Aim: Locate each line in the items below that contains the string "bird", and copy those lines.

Information supplied:
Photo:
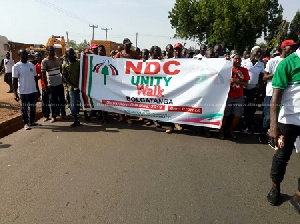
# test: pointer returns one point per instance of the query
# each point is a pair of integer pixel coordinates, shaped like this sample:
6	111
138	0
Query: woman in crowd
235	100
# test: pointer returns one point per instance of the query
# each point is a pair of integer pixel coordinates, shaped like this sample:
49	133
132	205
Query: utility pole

...

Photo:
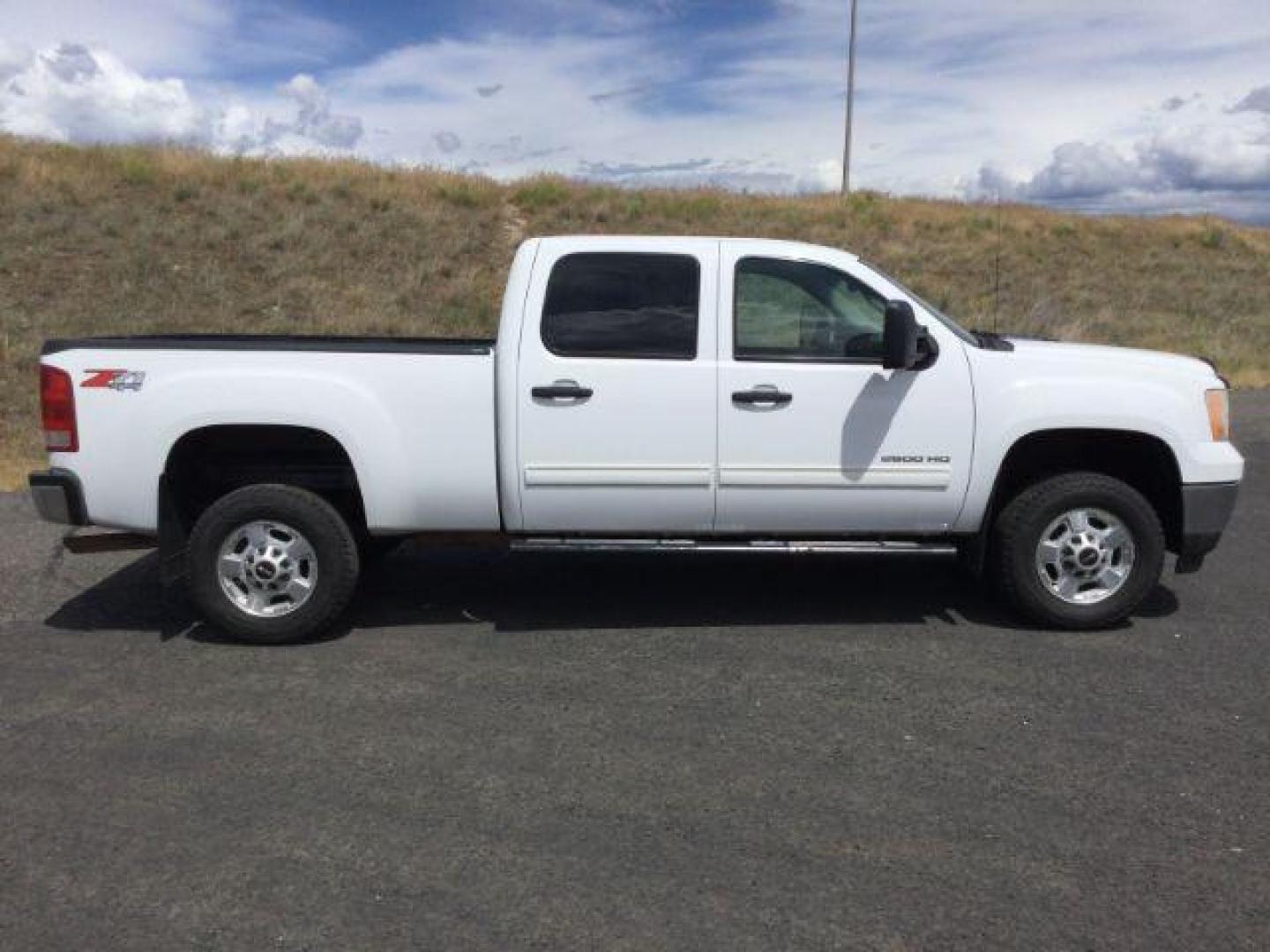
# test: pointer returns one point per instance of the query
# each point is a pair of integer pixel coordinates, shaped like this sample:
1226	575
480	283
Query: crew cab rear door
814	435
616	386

---

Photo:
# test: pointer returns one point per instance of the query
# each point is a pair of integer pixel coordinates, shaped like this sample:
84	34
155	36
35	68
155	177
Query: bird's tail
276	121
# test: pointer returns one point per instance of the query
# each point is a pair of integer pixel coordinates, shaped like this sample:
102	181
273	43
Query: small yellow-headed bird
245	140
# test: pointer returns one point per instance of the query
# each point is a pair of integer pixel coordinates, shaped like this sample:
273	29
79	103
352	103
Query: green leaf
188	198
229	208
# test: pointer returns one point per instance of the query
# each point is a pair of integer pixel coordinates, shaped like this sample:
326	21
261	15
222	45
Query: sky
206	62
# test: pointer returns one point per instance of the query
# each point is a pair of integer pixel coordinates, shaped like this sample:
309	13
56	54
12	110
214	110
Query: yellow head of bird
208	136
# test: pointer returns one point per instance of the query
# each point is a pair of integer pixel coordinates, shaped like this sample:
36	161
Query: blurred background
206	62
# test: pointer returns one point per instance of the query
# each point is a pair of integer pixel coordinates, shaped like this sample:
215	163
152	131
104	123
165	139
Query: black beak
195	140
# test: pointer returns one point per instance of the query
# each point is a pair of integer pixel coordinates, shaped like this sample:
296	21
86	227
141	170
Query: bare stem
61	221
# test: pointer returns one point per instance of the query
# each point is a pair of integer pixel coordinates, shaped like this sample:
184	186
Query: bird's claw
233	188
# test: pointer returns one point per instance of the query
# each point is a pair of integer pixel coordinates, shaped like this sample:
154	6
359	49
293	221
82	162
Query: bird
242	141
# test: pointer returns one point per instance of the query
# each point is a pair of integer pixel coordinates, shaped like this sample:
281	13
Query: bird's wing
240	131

Full response:
Query: bird's tail
Query: small yellow-headed bird
Query: yellow head of bird
Query: bird's claw
Query: bird
Query: bird's wing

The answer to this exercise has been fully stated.